▶ Photo labels with bounding boxes

════

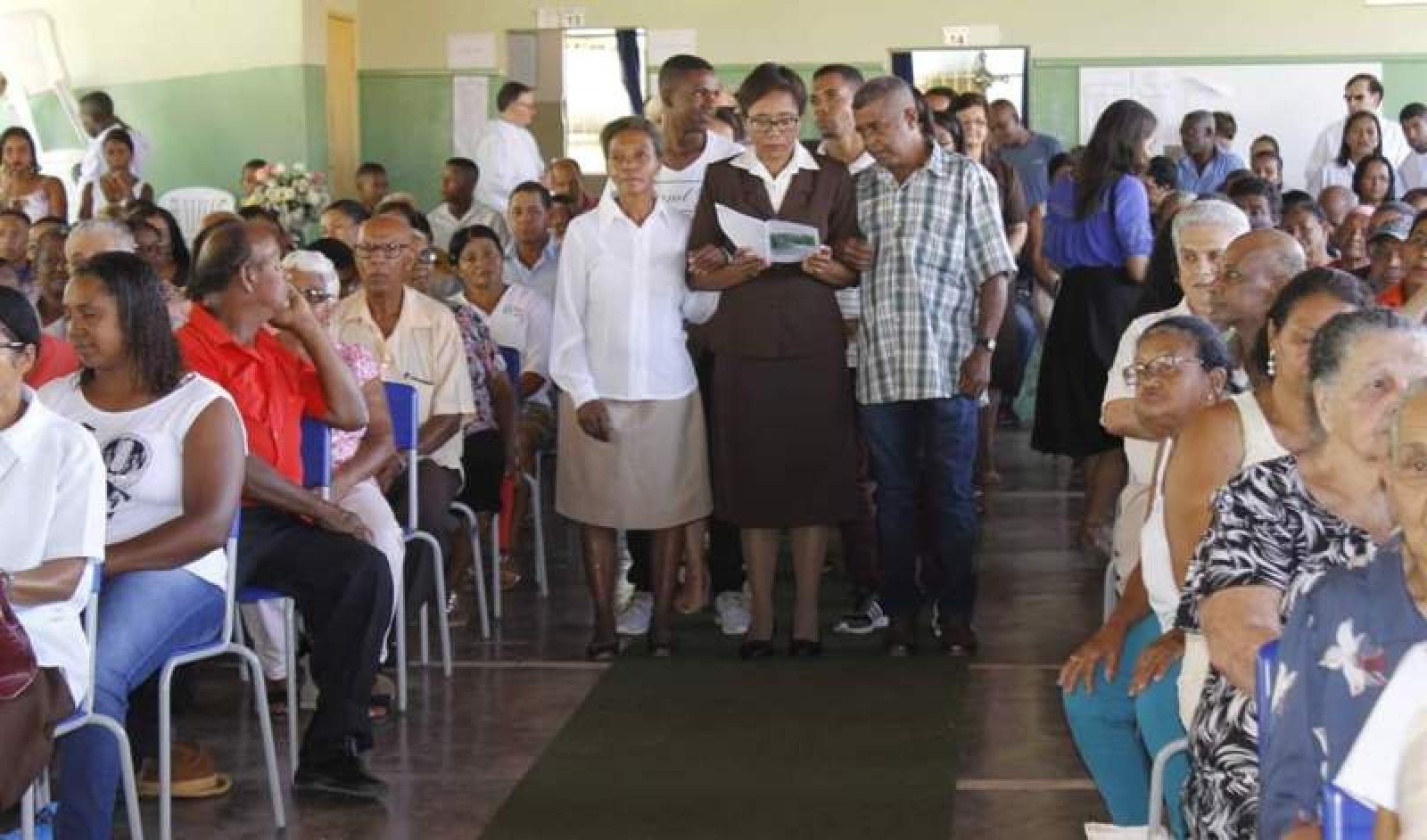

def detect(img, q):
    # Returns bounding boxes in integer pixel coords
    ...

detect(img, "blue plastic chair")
[234,418,333,774]
[20,559,144,840]
[384,383,462,681]
[1323,785,1377,840]
[1253,638,1279,759]
[159,511,284,840]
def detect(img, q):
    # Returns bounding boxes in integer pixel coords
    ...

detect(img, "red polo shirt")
[174,305,326,485]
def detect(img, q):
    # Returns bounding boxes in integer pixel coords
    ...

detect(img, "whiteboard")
[1080,62,1382,190]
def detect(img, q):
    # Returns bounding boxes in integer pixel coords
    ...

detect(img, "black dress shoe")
[293,752,387,802]
[738,638,773,659]
[788,638,822,656]
[942,621,980,656]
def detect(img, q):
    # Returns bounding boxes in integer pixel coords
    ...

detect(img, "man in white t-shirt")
[1397,103,1427,195]
[78,90,152,190]
[1303,73,1408,184]
[475,81,545,212]
[616,54,749,636]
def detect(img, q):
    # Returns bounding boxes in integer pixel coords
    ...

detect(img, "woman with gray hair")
[1179,309,1427,840]
[243,245,405,721]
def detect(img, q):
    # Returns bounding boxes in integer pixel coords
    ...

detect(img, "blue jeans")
[55,569,224,840]
[861,397,977,621]
[1061,614,1189,838]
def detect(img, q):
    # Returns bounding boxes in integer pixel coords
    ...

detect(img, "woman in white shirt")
[1060,315,1233,837]
[0,286,103,810]
[549,117,718,659]
[40,252,244,837]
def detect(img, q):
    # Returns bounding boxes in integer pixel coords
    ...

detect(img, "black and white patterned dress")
[1177,455,1373,840]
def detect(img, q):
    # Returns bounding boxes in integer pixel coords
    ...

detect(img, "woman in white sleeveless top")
[0,126,70,224]
[1163,268,1368,724]
[1060,315,1233,837]
[40,252,244,837]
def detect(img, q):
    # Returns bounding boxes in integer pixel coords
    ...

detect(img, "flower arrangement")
[243,162,331,231]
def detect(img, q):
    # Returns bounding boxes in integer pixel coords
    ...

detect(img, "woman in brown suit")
[689,64,858,659]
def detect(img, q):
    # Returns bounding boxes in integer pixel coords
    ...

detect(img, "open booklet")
[714,204,821,262]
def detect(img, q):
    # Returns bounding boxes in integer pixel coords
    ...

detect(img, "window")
[561,29,648,176]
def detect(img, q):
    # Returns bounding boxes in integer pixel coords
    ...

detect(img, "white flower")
[1318,618,1386,697]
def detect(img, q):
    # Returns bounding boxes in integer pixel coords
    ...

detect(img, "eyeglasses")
[1120,354,1204,388]
[352,243,411,259]
[747,114,799,131]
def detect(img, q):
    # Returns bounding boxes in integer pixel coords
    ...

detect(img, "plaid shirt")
[856,143,1016,405]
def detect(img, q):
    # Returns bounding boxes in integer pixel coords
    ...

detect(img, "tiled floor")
[75,433,1103,840]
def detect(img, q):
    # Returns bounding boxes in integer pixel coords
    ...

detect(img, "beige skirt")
[555,391,714,531]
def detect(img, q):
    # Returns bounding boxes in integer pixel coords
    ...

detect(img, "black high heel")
[788,638,822,656]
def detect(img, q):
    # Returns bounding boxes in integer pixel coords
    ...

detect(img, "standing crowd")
[0,55,1427,838]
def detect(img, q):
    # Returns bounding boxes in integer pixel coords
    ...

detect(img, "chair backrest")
[302,416,333,499]
[1253,638,1279,757]
[501,345,521,398]
[383,383,421,452]
[159,187,235,245]
[383,383,421,535]
[1322,785,1377,840]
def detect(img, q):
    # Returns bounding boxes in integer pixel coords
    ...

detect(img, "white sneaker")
[615,592,654,636]
[714,592,752,636]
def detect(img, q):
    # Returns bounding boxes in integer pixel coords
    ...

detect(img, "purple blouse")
[1044,176,1154,269]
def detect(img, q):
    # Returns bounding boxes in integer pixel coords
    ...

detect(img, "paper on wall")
[714,204,819,262]
[447,33,495,70]
[645,29,699,67]
[451,76,491,159]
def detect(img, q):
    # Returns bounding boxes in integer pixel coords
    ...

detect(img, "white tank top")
[40,374,237,589]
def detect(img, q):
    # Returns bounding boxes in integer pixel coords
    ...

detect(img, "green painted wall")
[0,64,326,199]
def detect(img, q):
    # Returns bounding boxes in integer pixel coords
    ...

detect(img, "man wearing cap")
[1360,202,1415,302]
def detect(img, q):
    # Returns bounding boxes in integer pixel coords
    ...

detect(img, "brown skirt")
[709,352,858,528]
[555,391,714,531]
[0,667,74,811]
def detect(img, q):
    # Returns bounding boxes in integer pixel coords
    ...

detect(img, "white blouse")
[0,388,104,706]
[549,194,719,407]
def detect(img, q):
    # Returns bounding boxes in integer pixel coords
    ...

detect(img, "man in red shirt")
[177,219,392,799]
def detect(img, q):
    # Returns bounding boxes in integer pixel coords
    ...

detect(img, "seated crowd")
[0,55,1427,838]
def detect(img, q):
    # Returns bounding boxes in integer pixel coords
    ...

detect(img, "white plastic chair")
[159,187,235,245]
[20,559,144,840]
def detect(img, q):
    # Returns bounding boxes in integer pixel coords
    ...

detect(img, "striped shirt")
[856,144,1016,404]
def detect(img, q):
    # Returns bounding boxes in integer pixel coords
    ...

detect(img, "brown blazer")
[689,155,859,358]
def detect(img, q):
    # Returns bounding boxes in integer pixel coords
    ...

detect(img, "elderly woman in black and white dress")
[549,117,718,659]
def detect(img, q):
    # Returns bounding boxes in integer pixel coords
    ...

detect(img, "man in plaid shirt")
[847,77,1016,656]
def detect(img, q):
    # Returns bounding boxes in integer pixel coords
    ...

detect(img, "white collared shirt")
[426,202,511,254]
[78,123,152,190]
[1303,111,1411,186]
[549,196,718,407]
[505,234,559,305]
[0,388,107,706]
[451,285,552,405]
[728,143,821,212]
[475,117,545,212]
[333,286,475,472]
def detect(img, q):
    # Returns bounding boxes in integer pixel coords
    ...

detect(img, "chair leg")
[525,470,549,597]
[283,597,298,776]
[20,785,34,840]
[88,714,144,840]
[392,553,407,712]
[236,647,286,840]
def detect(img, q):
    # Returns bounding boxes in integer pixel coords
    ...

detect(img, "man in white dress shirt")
[1303,73,1408,184]
[1397,103,1427,194]
[78,90,150,190]
[426,157,511,251]
[475,81,545,212]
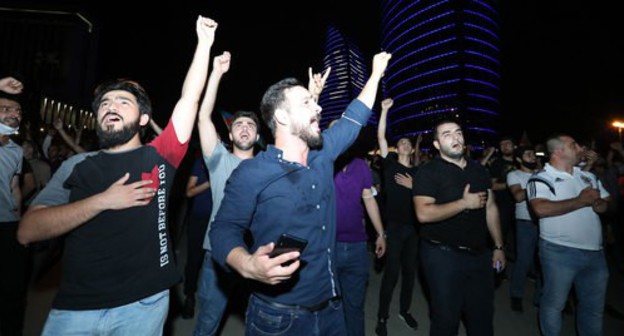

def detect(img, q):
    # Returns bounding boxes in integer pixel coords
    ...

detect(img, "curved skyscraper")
[381,0,500,146]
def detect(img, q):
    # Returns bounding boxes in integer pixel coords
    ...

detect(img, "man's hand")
[394,173,412,189]
[240,243,301,285]
[371,51,392,78]
[577,187,600,206]
[381,98,394,111]
[462,184,487,210]
[212,51,232,74]
[100,173,156,210]
[195,15,219,46]
[0,77,24,94]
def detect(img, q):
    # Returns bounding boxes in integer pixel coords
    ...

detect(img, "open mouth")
[102,113,123,125]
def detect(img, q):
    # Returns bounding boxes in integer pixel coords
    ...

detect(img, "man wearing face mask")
[507,146,539,313]
[0,77,28,335]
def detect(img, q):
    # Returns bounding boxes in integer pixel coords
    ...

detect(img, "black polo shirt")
[412,156,491,251]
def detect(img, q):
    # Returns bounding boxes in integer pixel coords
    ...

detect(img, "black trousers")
[0,222,29,336]
[184,214,210,296]
[377,223,418,319]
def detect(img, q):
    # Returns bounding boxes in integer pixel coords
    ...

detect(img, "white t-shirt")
[527,163,609,251]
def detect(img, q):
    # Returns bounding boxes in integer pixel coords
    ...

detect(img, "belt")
[254,295,342,313]
[423,238,478,254]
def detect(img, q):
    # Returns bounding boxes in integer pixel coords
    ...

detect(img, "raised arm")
[53,119,86,153]
[171,16,217,143]
[377,98,394,158]
[308,67,331,103]
[362,188,386,258]
[197,51,231,156]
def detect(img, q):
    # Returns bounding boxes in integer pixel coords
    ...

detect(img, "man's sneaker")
[511,298,524,313]
[375,319,388,336]
[399,312,418,330]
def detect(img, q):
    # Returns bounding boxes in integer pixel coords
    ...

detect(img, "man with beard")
[507,146,540,313]
[412,119,505,336]
[0,77,28,335]
[527,133,611,336]
[18,16,217,335]
[193,52,260,336]
[210,52,390,335]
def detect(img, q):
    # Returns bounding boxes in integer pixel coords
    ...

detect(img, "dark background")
[0,0,624,145]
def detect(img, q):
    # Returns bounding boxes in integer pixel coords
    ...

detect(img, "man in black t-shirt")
[375,98,418,336]
[18,16,217,335]
[412,119,505,336]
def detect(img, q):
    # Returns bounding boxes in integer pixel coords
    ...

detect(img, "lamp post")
[611,120,624,143]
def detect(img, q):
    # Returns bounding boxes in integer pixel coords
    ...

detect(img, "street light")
[611,120,624,143]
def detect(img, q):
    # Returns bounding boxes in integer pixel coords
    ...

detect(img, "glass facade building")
[381,0,500,148]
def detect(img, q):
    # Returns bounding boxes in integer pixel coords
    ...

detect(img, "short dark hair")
[92,78,152,117]
[431,114,463,141]
[260,77,305,135]
[230,111,260,132]
[514,146,535,159]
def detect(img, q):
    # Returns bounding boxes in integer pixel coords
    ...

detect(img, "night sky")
[4,0,624,149]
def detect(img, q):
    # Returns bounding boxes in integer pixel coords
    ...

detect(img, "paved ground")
[24,235,624,336]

════

▶ What needs to be done
Find every line in the material that contains the string "woman" and copy each of those lines. Treat matches as case-sensitive.

▶ Answer below
detect(img, "woman with gray hair")
detect(img, "woman in white shirt")
detect(img, "woman in white sleeveless top")
detect(img, "woman in brown suit")
detect(img, "elderly woman in black and white dress")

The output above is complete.